Source data:
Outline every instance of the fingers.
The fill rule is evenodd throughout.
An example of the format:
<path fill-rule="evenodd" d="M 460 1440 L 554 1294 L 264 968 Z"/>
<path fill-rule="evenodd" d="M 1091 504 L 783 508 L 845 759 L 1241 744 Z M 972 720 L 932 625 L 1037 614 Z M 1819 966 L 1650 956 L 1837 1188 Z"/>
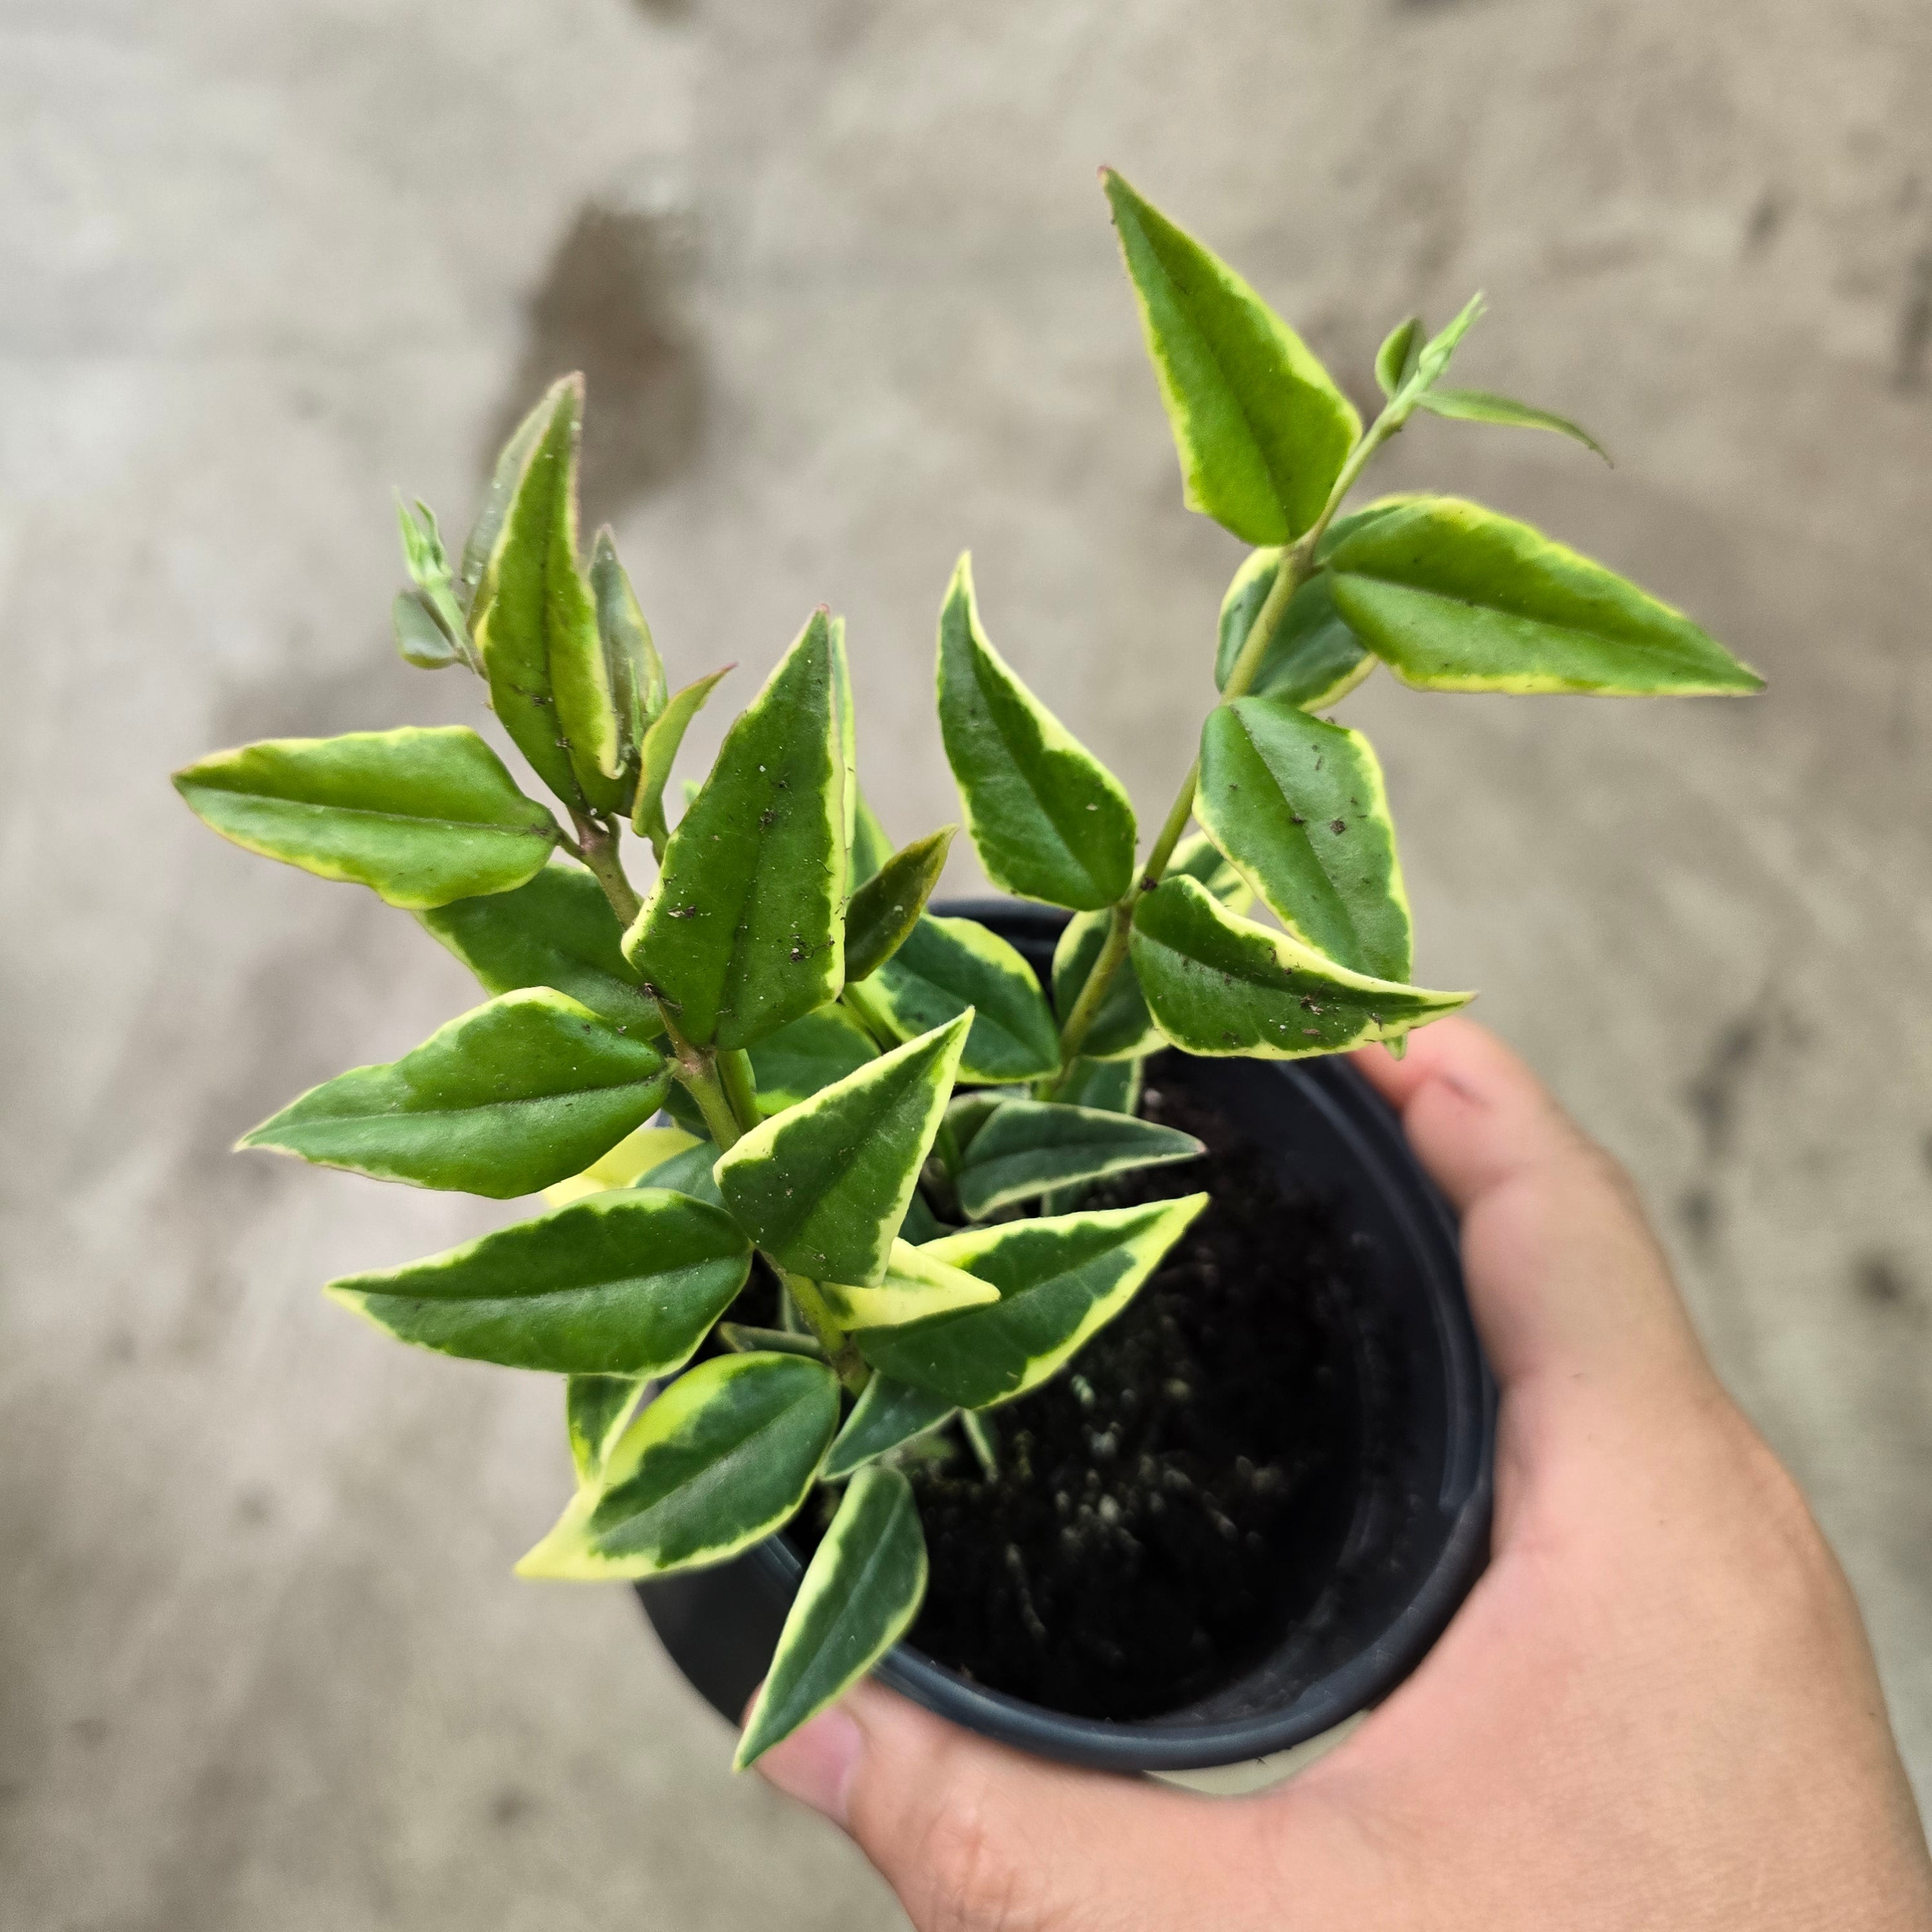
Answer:
<path fill-rule="evenodd" d="M 1708 1374 L 1629 1182 L 1500 1040 L 1456 1018 L 1403 1060 L 1354 1059 L 1462 1216 L 1470 1306 L 1506 1384 Z"/>
<path fill-rule="evenodd" d="M 1411 1034 L 1400 1060 L 1377 1047 L 1350 1057 L 1401 1114 L 1416 1157 L 1460 1213 L 1524 1168 L 1582 1148 L 1543 1083 L 1473 1020 Z"/>
<path fill-rule="evenodd" d="M 1208 1801 L 1023 1756 L 870 1683 L 758 1768 L 851 1834 L 919 1932 L 1204 1922 L 1236 1862 Z"/>

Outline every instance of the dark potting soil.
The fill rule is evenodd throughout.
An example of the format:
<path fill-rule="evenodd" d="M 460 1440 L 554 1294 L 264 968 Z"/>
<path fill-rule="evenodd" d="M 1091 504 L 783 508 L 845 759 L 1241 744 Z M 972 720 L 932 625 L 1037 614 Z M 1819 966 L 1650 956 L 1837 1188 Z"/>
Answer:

* **Description of the task**
Copy every record exactly, leaving the pictures out.

* **Response to the exercise**
Outline every instance of the fingers.
The fill rule is evenodd throughout.
An example of the format:
<path fill-rule="evenodd" d="M 460 1440 L 554 1294 L 264 968 Z"/>
<path fill-rule="evenodd" d="M 1091 504 L 783 508 L 845 759 L 1241 744 Z M 972 720 L 932 625 L 1037 614 Z M 1819 966 L 1650 956 L 1837 1188 Z"/>
Answer:
<path fill-rule="evenodd" d="M 1708 1374 L 1629 1182 L 1500 1040 L 1456 1018 L 1403 1060 L 1354 1059 L 1462 1216 L 1470 1306 L 1506 1384 Z"/>
<path fill-rule="evenodd" d="M 1411 1034 L 1400 1060 L 1377 1047 L 1350 1057 L 1401 1114 L 1416 1157 L 1460 1213 L 1524 1168 L 1582 1148 L 1543 1083 L 1473 1020 Z"/>
<path fill-rule="evenodd" d="M 1208 1801 L 1023 1756 L 870 1683 L 758 1768 L 851 1834 L 919 1932 L 1204 1922 L 1236 1862 Z"/>

Outline every instance of the dark potting soil.
The fill rule is evenodd throughout.
An example of the format:
<path fill-rule="evenodd" d="M 460 1440 L 554 1294 L 264 968 Z"/>
<path fill-rule="evenodd" d="M 1091 504 L 783 508 L 845 759 L 1241 744 Z M 972 720 L 932 625 L 1037 614 Z M 1819 966 L 1650 956 L 1837 1188 Z"/>
Answer:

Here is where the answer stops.